Task
Return all of the data exactly, with nothing left out but the pictures.

Begin

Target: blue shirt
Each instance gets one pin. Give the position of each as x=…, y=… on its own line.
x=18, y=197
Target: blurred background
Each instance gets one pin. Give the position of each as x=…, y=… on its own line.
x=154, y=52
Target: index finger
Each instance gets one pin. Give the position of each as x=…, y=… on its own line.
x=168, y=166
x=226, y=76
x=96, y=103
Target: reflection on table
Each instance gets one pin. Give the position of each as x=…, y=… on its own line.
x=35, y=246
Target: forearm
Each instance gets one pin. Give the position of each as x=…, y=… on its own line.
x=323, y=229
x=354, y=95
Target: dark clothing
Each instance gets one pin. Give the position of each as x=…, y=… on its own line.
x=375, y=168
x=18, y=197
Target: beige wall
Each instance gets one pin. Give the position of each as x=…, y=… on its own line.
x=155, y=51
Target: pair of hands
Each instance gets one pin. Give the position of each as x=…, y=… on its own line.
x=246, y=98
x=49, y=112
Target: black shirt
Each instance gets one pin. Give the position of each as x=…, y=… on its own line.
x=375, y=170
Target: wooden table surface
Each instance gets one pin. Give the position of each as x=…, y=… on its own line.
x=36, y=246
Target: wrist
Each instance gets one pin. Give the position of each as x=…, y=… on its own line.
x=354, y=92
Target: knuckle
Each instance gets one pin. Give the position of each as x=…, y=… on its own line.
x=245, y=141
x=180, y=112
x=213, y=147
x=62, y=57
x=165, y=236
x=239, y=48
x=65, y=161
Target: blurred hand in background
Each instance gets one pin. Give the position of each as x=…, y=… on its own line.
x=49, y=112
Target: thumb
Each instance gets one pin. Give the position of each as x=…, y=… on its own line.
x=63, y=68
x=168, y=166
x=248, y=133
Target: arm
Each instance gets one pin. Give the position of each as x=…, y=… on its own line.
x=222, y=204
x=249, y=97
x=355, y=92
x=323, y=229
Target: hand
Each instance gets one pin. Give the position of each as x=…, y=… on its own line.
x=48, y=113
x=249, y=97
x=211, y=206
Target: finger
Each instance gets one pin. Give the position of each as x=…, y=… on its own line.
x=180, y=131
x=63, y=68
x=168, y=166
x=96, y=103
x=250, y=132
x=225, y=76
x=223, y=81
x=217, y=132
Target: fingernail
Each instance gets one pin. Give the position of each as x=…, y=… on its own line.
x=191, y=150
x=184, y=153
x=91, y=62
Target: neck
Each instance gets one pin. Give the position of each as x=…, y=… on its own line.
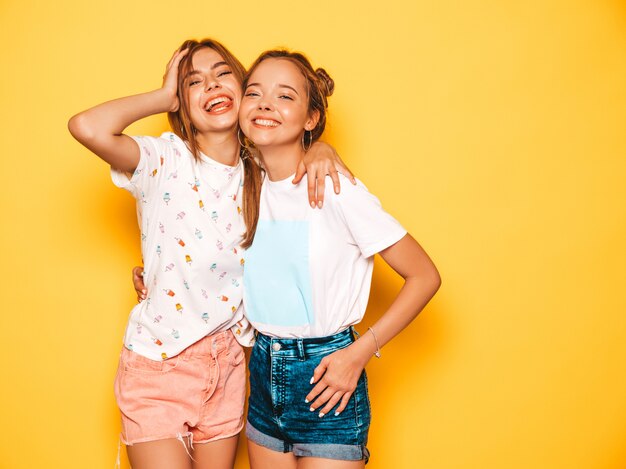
x=282, y=161
x=222, y=147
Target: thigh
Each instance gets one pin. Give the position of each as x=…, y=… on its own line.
x=321, y=463
x=219, y=454
x=264, y=458
x=169, y=453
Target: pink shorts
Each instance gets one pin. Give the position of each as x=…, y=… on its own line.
x=199, y=393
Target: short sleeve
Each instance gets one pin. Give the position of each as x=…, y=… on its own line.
x=372, y=229
x=159, y=158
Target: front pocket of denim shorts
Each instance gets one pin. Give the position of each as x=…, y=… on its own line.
x=135, y=363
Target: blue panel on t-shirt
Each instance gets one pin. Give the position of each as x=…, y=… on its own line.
x=276, y=274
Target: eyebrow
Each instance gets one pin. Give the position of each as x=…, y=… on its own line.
x=280, y=85
x=213, y=67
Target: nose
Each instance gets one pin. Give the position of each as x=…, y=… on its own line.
x=265, y=105
x=211, y=85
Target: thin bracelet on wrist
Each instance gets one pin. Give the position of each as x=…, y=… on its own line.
x=377, y=352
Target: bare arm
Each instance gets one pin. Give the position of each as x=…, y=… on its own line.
x=338, y=373
x=100, y=128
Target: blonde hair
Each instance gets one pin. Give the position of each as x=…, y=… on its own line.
x=319, y=87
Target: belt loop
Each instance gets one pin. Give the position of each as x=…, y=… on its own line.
x=301, y=354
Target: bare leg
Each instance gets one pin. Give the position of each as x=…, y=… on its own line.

End

Written response
Target: blue shirt
Each instance gets one pin. Give the position of each as x=…, y=… on its own line.
x=18, y=197
Target: blurred background
Each instance gets one pin. Give the position of each as x=…, y=… on its own line.
x=154, y=52
Target: index finger
Each instance gets one pin. Give the position of each as x=…, y=… on its own line.
x=168, y=166
x=226, y=76
x=96, y=103
Target: reflection on table
Each instance gets one pin. Give the position of each as x=…, y=… on its own line.
x=35, y=246
Target: forearm
Each instance gets one pin. Give the position of each as x=…, y=… on its own line.
x=323, y=229
x=354, y=95
Target: dark clothing
Each instance gets one pin. Give the position of each as x=…, y=… on its own line.
x=375, y=168
x=18, y=197
Target: beige wall
Each instance gets one pin. Give the position of each as x=…, y=… on its own line.
x=155, y=51
Target: pair of hands
Each instance gets one pin. Give the position of each as x=…, y=… on its own line.
x=246, y=98
x=49, y=112
Target: black shirt
Each instance gets one pin. Give the position of each as x=…, y=… on its own line.
x=375, y=170
Target: wooden table surface
Each instance gets one pin. Give the position of each as x=…, y=… on its own line.
x=36, y=246
Target: wrist
Each instance gets one pin. Give the position of each as x=…, y=… on its own line.
x=354, y=92
Target: knuckle
Each instance gets one pin. Give the position of each as x=…, y=… on its own line.
x=245, y=141
x=180, y=112
x=213, y=147
x=62, y=57
x=165, y=236
x=239, y=48
x=65, y=161
Target: blurred hand in background
Each instance gets one pin. Give the position of each as x=…, y=… on its own line.
x=49, y=112
Target: thumb
Each instance gets one pin. Give the position of each as x=…, y=… on its own line.
x=63, y=68
x=168, y=166
x=248, y=133
Target: arm
Each instance gets one pin. Give the position of each as x=…, y=… on its own line.
x=222, y=204
x=249, y=97
x=355, y=92
x=323, y=229
Target: hand
Each instance gets one pin. Give the position of each as x=…, y=… on its own line.
x=48, y=113
x=249, y=97
x=211, y=206
Target: finger
Each instance gets one pin. Give the position of each as x=…, y=… on its own line.
x=180, y=131
x=63, y=68
x=168, y=166
x=96, y=103
x=250, y=132
x=225, y=76
x=223, y=81
x=217, y=132
Target: fingernail
Each instance gets one pin. Give the position of each as x=…, y=… on its own line.
x=191, y=150
x=184, y=153
x=91, y=62
Target: neck
Each instance gets one pin. Give the position of each as x=…, y=… on its own line.
x=282, y=161
x=222, y=147
Target: thigh
Each instance gets one pin. Give the position of each as x=…, y=… on its own line.
x=321, y=463
x=219, y=454
x=264, y=458
x=169, y=453
Target: pink shorts
Each instance gets one pin. Give the position of each as x=…, y=… on its own line.
x=199, y=393
Target: short sleeve
Each instance gets one pin. Give the position of each as x=…, y=… on its own line.
x=372, y=229
x=159, y=158
Target: front pocket of denim shorts
Each instance gets one pin. Give the position of each as x=…, y=… on its own line.
x=135, y=363
Target: blue panel on t-shirt
Each instance gets one pin. Give the position of each as x=…, y=… on its own line.
x=276, y=274
Target: eyebrow
Each instance gets one pin. Give the position of each as x=…, y=… on its own line.
x=280, y=85
x=213, y=67
Target: nose
Each instance gets one pin. Give the position of each as x=…, y=… on its own line.
x=265, y=105
x=211, y=85
Target: thin bracelet on wrist
Each instance gets one pin. Give the position of each as x=…, y=… on its own line.
x=377, y=352
Target: bare arm
Each instance gets one pin. Give the position of each as x=…, y=… on its own line.
x=338, y=373
x=100, y=128
Target: blonde hair
Each instance gets one pin. Give the position of each as x=…, y=… on its own line.
x=319, y=87
Target: belt loop
Each instance gets one pin. Give the position of each as x=…, y=… on its own line.
x=301, y=354
Target: bare leg
Each instance gets one pin. Give the position of each as x=…, y=… on its own line.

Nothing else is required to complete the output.